Exercise directions: Name every person identified by name in the Harding Project excerpt below.

Excerpt:
--- start ---

Editor’s note: This week marks one year since the Harding Project’s launch. Backed by senior Army leaders, the project aims to revitalize professional military discourse in the Army. To mark the occasion, MWI will feature several articles and other publications this week that highlight the project, its significance, and its accomplishments over its first year. Also to mark the project’s one-year anniversary, a special issue of Military Review was published and is available online, focused entirely on the Harding Project and serving as a how-to guide for the Army’s men and women to join us and begin writing.
The rancher was dead. Lieutenant John Heard had answered two shots with one.
The United States’ 1880s policy of curbing illegal sheep grazing made Heard an unpopular man. Posted as the acting commander of the garrison at Fort Thomas, Arizona, he was especially unpopular with one (now dead) rancher.
The ambush took place during the day. As Heard boarded a train, two shots rang out. A passerby handed his revolver to the unarmed Heard. Pistol in hand, Heard dispatched the assassin. A court acquitted him, and—having made enemies among the locals—the Army transferred him to a new post.
Stories like Lieutenant Heard’s are nearly lost. Fortunately, soldiers like Forrest Harding and Joseph Greene preserved these stories and thought hard about the future of warfare as they renewed professional writing in outlets like the Infantry Journal in the 1930s. As I looked into our professional writing landscape today, I came across the above story in the Infantry Journal Reader.

--- end ---

Data extract:
--- start ---

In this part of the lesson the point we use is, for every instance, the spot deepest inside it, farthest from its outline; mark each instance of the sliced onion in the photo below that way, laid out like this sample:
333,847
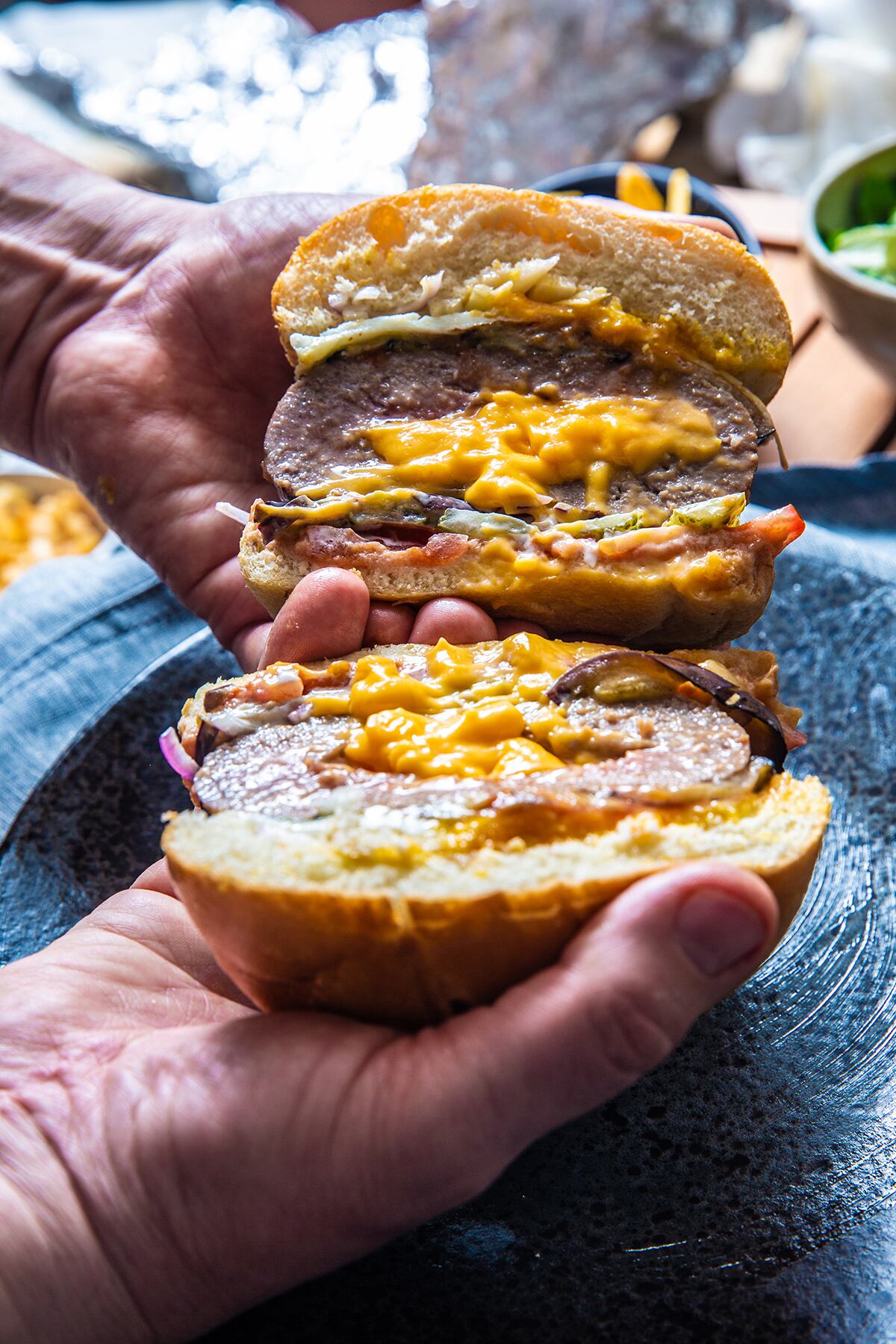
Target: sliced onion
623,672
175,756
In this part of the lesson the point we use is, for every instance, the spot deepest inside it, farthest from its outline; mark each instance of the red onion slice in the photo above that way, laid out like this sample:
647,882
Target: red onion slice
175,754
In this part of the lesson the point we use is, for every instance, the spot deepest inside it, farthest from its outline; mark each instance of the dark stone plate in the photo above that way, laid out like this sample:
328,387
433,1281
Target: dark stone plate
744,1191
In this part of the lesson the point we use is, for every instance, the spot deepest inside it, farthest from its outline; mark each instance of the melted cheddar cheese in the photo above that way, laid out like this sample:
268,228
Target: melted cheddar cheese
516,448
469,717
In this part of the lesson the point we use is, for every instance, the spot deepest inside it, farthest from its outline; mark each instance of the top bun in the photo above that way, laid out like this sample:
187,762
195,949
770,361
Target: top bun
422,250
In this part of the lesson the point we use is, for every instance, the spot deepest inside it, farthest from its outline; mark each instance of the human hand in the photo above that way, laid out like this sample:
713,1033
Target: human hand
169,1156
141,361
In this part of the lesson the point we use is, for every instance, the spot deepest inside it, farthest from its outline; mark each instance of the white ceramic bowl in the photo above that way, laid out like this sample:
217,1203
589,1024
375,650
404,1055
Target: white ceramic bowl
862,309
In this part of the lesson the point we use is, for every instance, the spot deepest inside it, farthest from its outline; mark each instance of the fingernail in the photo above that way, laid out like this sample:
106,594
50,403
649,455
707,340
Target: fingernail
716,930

--- end ---

Written response: Lieutenant John Heard, Forrest Harding, Joseph Greene